>>
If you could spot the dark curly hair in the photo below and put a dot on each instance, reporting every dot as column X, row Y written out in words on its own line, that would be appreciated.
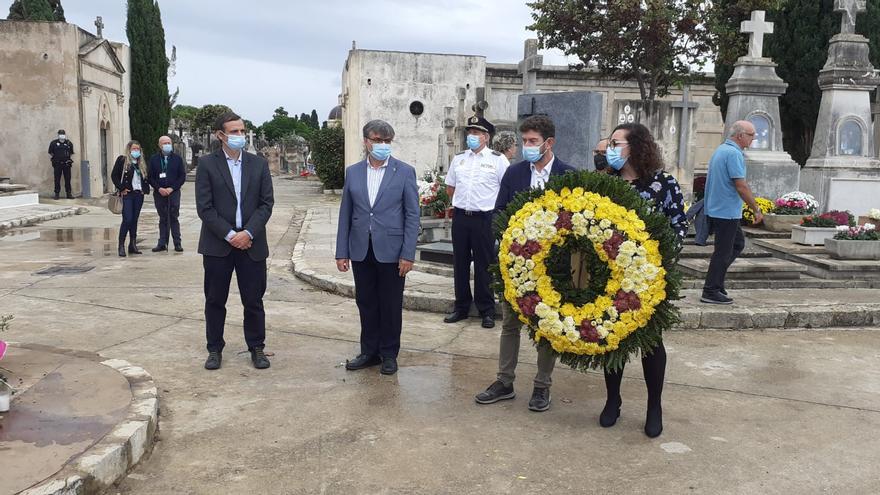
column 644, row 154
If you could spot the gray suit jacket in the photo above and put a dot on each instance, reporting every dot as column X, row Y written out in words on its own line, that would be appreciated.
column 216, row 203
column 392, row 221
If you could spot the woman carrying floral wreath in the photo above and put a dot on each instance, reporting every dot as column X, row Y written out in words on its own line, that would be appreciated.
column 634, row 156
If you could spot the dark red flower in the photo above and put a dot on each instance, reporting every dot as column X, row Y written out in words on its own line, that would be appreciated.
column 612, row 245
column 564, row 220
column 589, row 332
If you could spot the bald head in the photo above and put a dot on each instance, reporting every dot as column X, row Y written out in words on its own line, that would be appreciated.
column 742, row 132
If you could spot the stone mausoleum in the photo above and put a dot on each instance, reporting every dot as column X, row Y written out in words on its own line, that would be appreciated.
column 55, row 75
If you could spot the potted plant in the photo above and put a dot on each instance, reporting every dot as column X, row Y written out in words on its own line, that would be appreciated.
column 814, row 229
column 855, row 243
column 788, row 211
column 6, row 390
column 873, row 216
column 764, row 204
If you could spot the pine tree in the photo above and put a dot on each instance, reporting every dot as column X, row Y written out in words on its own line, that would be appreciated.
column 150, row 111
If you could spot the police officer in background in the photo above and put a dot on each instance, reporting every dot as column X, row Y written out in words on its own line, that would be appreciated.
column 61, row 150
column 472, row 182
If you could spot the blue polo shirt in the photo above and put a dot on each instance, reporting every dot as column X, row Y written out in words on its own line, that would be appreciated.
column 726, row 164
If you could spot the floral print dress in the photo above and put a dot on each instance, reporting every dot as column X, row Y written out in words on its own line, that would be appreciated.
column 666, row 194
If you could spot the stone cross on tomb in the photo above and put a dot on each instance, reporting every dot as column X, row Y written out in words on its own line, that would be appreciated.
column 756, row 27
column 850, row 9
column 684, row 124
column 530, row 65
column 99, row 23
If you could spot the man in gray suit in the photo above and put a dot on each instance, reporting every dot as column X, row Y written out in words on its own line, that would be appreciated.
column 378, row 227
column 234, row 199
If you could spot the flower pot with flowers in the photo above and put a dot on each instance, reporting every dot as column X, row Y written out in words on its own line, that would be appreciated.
<<
Put the records above into a Markdown table with the columns Row and Text, one numbered row per line. Skip blank lines and leave the pictures out.

REPLY:
| Row | Text |
|---|---|
| 1 | If you could spot the dark curly hair in the photo below and put a dot on each instance, reporting every dot as column X, row Y written out in words on its own line, that would be appreciated. |
| 2 | column 644, row 154 |
| 3 | If you could spot the gray suit jacket in the photo above and put a dot on each instance, reporting every dot as column X, row Y written out in words on its own line, that would be appreciated. |
| 4 | column 216, row 203 |
| 5 | column 392, row 221 |
| 6 | If you could spot the woman carrying floral wreath in the photo above and put a dot on each instance, reporting every dot as column X, row Y written out in words on its own line, that would be appreciated. |
| 7 | column 634, row 156 |
| 8 | If you could spot the dark red flower in the photo above and put a dot on each instance, reporting every dot as column X, row Y written out in words on its own line, that would be appreciated. |
| 9 | column 612, row 245 |
| 10 | column 564, row 220 |
| 11 | column 589, row 332 |
| 12 | If you could spot the bald head in the photo above and put a dot on each instance, reporting every dot as column X, row Y written out in words on its own line, that would be appreciated. |
| 13 | column 742, row 132 |
| 14 | If you could spot the stone mausoleum in the photo above and put a dot on each instance, reporting every dot as column X, row Y written out in words on its own line, that would be appreciated. |
| 15 | column 55, row 75 |
| 16 | If you could spot the potted plant in the photo above and put a dot on each instance, reporting every dot as column X, row Y written out in words on its own line, that would be appreciated. |
| 17 | column 814, row 229 |
| 18 | column 855, row 243 |
| 19 | column 788, row 211 |
| 20 | column 6, row 390 |
| 21 | column 873, row 216 |
| 22 | column 764, row 204 |
| 23 | If you could spot the pine tree in the photo above and put a dot on each instance, reporting every dot as column X, row Y written out in words on its own line, that would be appreciated. |
| 24 | column 150, row 111 |
| 25 | If you could spot the police officer in background in the photo above and put a dot on each instance, reporting every dot as column X, row Y written out in words on its own line, that would be appreciated. |
| 26 | column 61, row 150 |
| 27 | column 472, row 182 |
| 28 | If you could spot the blue polo shirt in the photo above and put a dot on each instance, reporting every dot as column X, row Y written out in words on its own line, that would be appreciated. |
| 29 | column 726, row 164 |
| 30 | If you could spot the floral print dress in the photo above and put a dot on each instance, reporting every dot as column X, row Y written out in words on its own line, that would be appreciated. |
| 31 | column 666, row 194 |
| 32 | If you could spot the stone cross on tomb in the photo above and put a dot on each instance, reporting every dot as column X, row Y written out in words on its own line, that would be appreciated. |
| 33 | column 756, row 27 |
| 34 | column 850, row 9 |
| 35 | column 684, row 124 |
| 36 | column 530, row 65 |
| 37 | column 99, row 23 |
| 38 | If you could spot the man in gray suit in the photo above and put a dot on each instance, reporting every dot as column X, row Y written out in words on its own line, that would be appreciated. |
| 39 | column 378, row 227 |
| 40 | column 234, row 199 |
| 41 | If you could spot the flower pot with flowers in the photo above and put a dot on each instance, reporting every dot as column X, row Y written out in words on its own line, that would be appreciated. |